■ Set task:
Lay out the rows from the start through the line containing "xmin=0 ymin=204 xmax=93 ymax=213" as a Markdown table with the columns Number and Line, numbering each line and skipping blank lines. Leave the pictures out.

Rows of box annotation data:
=-=-=

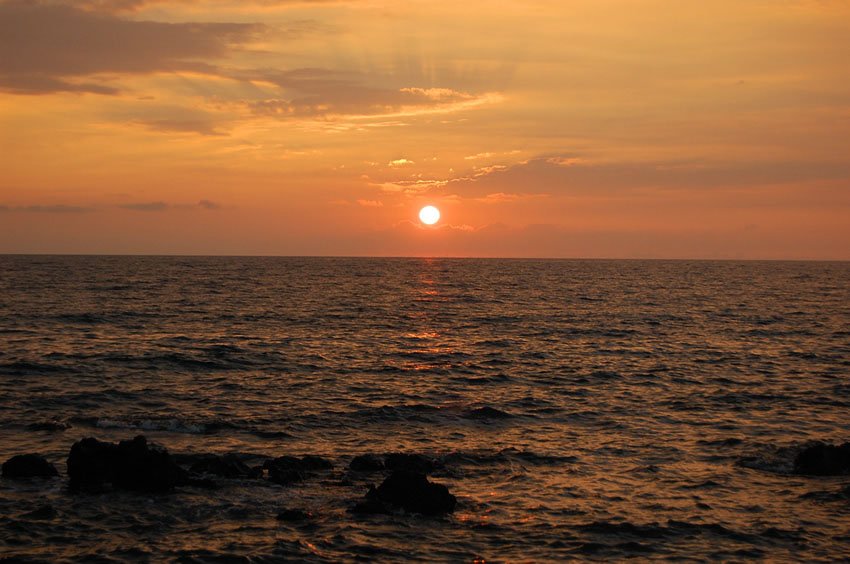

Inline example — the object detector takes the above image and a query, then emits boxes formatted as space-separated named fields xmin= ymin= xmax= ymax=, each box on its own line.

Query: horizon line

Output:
xmin=0 ymin=253 xmax=850 ymax=263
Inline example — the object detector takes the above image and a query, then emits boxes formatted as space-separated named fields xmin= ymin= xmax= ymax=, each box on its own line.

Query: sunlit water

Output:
xmin=0 ymin=257 xmax=850 ymax=562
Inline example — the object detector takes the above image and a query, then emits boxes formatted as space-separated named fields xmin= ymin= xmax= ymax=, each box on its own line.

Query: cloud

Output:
xmin=230 ymin=68 xmax=501 ymax=119
xmin=44 ymin=0 xmax=340 ymax=13
xmin=118 ymin=199 xmax=223 ymax=212
xmin=475 ymin=192 xmax=548 ymax=204
xmin=198 ymin=200 xmax=221 ymax=210
xmin=134 ymin=117 xmax=226 ymax=136
xmin=118 ymin=202 xmax=171 ymax=212
xmin=450 ymin=156 xmax=850 ymax=198
xmin=0 ymin=0 xmax=266 ymax=94
xmin=0 ymin=204 xmax=93 ymax=213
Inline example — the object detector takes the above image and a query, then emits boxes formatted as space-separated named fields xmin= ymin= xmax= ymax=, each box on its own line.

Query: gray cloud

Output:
xmin=135 ymin=117 xmax=225 ymax=135
xmin=0 ymin=0 xmax=266 ymax=94
xmin=118 ymin=202 xmax=171 ymax=212
xmin=237 ymin=68 xmax=484 ymax=118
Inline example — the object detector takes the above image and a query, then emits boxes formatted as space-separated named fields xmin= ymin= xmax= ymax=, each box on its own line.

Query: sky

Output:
xmin=0 ymin=0 xmax=850 ymax=260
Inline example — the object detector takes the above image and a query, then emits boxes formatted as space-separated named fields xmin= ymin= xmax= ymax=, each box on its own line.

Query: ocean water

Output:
xmin=0 ymin=256 xmax=850 ymax=562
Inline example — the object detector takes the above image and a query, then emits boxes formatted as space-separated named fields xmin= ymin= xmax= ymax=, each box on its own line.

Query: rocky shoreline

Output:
xmin=2 ymin=435 xmax=850 ymax=521
xmin=2 ymin=435 xmax=457 ymax=520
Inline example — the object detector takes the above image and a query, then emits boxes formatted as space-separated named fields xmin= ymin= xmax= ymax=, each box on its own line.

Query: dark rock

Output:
xmin=277 ymin=509 xmax=313 ymax=523
xmin=269 ymin=468 xmax=307 ymax=486
xmin=351 ymin=498 xmax=392 ymax=515
xmin=68 ymin=435 xmax=186 ymax=492
xmin=301 ymin=454 xmax=334 ymax=471
xmin=21 ymin=505 xmax=58 ymax=521
xmin=177 ymin=476 xmax=221 ymax=491
xmin=3 ymin=454 xmax=59 ymax=479
xmin=348 ymin=454 xmax=384 ymax=472
xmin=463 ymin=406 xmax=513 ymax=420
xmin=263 ymin=455 xmax=333 ymax=486
xmin=384 ymin=452 xmax=441 ymax=474
xmin=794 ymin=442 xmax=850 ymax=476
xmin=352 ymin=470 xmax=457 ymax=515
xmin=189 ymin=454 xmax=262 ymax=479
xmin=27 ymin=421 xmax=71 ymax=433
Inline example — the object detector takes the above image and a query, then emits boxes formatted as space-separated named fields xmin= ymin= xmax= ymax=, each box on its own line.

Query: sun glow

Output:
xmin=419 ymin=206 xmax=440 ymax=225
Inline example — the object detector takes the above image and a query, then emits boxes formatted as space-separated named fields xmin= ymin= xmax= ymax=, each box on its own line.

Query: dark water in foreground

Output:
xmin=0 ymin=257 xmax=850 ymax=562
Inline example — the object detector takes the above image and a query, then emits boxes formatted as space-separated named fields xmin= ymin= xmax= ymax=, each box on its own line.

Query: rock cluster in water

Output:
xmin=3 ymin=454 xmax=59 ymax=480
xmin=68 ymin=435 xmax=187 ymax=492
xmin=794 ymin=442 xmax=850 ymax=476
xmin=3 ymin=435 xmax=457 ymax=521
xmin=352 ymin=470 xmax=457 ymax=515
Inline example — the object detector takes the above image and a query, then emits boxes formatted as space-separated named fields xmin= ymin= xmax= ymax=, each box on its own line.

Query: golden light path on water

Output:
xmin=419 ymin=206 xmax=440 ymax=225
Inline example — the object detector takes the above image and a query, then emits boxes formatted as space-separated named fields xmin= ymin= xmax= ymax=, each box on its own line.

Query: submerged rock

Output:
xmin=384 ymin=452 xmax=442 ymax=474
xmin=68 ymin=435 xmax=186 ymax=492
xmin=348 ymin=454 xmax=384 ymax=472
xmin=794 ymin=442 xmax=850 ymax=476
xmin=27 ymin=421 xmax=71 ymax=433
xmin=277 ymin=509 xmax=313 ymax=523
xmin=3 ymin=454 xmax=59 ymax=479
xmin=352 ymin=470 xmax=457 ymax=515
xmin=189 ymin=454 xmax=262 ymax=479
xmin=263 ymin=455 xmax=333 ymax=486
xmin=463 ymin=406 xmax=513 ymax=421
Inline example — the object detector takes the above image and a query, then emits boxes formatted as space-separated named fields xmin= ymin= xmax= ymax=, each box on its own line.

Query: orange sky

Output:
xmin=0 ymin=0 xmax=850 ymax=260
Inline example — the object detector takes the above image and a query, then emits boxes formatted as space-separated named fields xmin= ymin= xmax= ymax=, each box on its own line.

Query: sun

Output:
xmin=419 ymin=206 xmax=440 ymax=225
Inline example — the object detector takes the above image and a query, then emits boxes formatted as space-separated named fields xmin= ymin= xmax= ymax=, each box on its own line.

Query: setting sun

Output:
xmin=419 ymin=206 xmax=440 ymax=225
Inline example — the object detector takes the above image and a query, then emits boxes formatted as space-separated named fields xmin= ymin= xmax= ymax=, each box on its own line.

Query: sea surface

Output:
xmin=0 ymin=256 xmax=850 ymax=562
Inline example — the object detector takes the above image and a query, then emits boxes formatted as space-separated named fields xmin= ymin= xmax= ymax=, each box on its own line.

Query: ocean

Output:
xmin=0 ymin=256 xmax=850 ymax=562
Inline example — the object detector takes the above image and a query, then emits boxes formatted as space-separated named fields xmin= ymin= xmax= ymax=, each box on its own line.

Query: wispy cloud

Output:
xmin=0 ymin=1 xmax=267 ymax=94
xmin=0 ymin=204 xmax=94 ymax=213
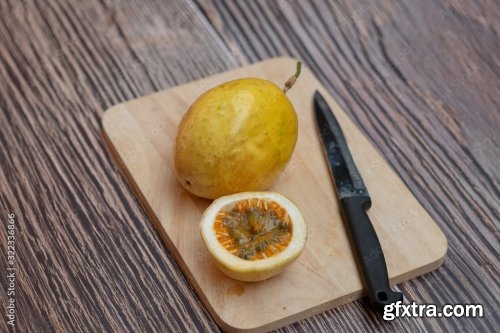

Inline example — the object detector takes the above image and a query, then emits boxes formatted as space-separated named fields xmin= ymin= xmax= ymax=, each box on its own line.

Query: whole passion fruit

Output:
xmin=200 ymin=192 xmax=307 ymax=281
xmin=174 ymin=63 xmax=300 ymax=199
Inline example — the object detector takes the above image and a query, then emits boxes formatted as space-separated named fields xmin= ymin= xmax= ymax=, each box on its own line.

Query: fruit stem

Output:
xmin=283 ymin=61 xmax=302 ymax=94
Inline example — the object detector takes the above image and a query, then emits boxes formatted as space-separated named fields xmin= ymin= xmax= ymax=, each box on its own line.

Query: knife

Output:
xmin=314 ymin=91 xmax=403 ymax=311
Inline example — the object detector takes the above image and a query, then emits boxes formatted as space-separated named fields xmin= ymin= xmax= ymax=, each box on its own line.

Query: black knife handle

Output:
xmin=340 ymin=196 xmax=403 ymax=312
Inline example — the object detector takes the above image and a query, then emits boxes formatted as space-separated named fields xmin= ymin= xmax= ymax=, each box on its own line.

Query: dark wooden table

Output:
xmin=0 ymin=0 xmax=500 ymax=332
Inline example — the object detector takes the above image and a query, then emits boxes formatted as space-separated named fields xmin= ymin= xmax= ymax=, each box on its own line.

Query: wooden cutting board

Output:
xmin=102 ymin=58 xmax=447 ymax=332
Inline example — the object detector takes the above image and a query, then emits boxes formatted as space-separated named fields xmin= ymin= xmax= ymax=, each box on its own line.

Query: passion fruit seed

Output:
xmin=214 ymin=198 xmax=292 ymax=260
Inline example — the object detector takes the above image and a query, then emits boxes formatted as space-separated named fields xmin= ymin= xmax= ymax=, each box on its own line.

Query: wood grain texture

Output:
xmin=0 ymin=0 xmax=500 ymax=332
xmin=103 ymin=57 xmax=447 ymax=332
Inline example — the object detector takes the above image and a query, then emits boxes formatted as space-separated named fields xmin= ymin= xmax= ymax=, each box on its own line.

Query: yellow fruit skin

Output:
xmin=174 ymin=78 xmax=298 ymax=199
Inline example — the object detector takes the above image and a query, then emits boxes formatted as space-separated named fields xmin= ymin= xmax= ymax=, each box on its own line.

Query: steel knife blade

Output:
xmin=314 ymin=91 xmax=403 ymax=311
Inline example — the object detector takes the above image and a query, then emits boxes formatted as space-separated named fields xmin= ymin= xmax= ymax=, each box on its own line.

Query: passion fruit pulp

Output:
xmin=200 ymin=192 xmax=307 ymax=281
xmin=214 ymin=198 xmax=292 ymax=260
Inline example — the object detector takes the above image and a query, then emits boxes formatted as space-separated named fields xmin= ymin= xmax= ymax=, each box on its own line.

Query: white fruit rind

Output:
xmin=200 ymin=192 xmax=307 ymax=281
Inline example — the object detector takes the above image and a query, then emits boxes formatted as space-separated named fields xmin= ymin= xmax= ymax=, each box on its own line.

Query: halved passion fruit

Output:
xmin=200 ymin=192 xmax=307 ymax=281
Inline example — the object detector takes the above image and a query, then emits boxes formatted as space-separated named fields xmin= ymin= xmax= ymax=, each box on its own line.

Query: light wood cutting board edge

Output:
xmin=102 ymin=57 xmax=448 ymax=332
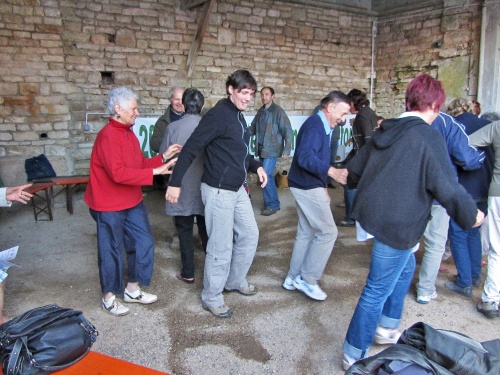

=-=-=

■ Result of the exercise:
| Number | Line |
|---|---|
| 1 | Inline example — the object detector takes the above image and a query, then emits boxes formatted as space-separated named fields xmin= ymin= xmax= ymax=, each box on its own line. |
| 2 | Query: horizon line |
| 3 | Output: |
| 4 | xmin=0 ymin=253 xmax=850 ymax=263 |
| 5 | Inline example — the object detector takes the above image and a query, then emits boxes formatted as space-separated named fields xmin= ymin= xmax= ymax=, each box on its own line. |
| 6 | Query: sunlit water |
| 7 | Output: |
| 8 | xmin=0 ymin=257 xmax=850 ymax=562 |
| 9 | Inline example — the object detector takes the above image and a query, then emits boxes formatted as space-separated named fields xmin= ymin= xmax= ymax=, each box on its own line. |
| 10 | Query: cloud |
| 11 | Output: |
| 12 | xmin=230 ymin=68 xmax=501 ymax=119 |
| 13 | xmin=44 ymin=0 xmax=340 ymax=13 |
| 14 | xmin=118 ymin=199 xmax=223 ymax=212 |
| 15 | xmin=475 ymin=192 xmax=548 ymax=204 |
| 16 | xmin=198 ymin=200 xmax=221 ymax=210 |
| 17 | xmin=134 ymin=117 xmax=226 ymax=136 |
| 18 | xmin=118 ymin=202 xmax=171 ymax=212 |
| 19 | xmin=450 ymin=156 xmax=850 ymax=198 |
| 20 | xmin=0 ymin=0 xmax=266 ymax=94 |
| 21 | xmin=0 ymin=204 xmax=93 ymax=213 |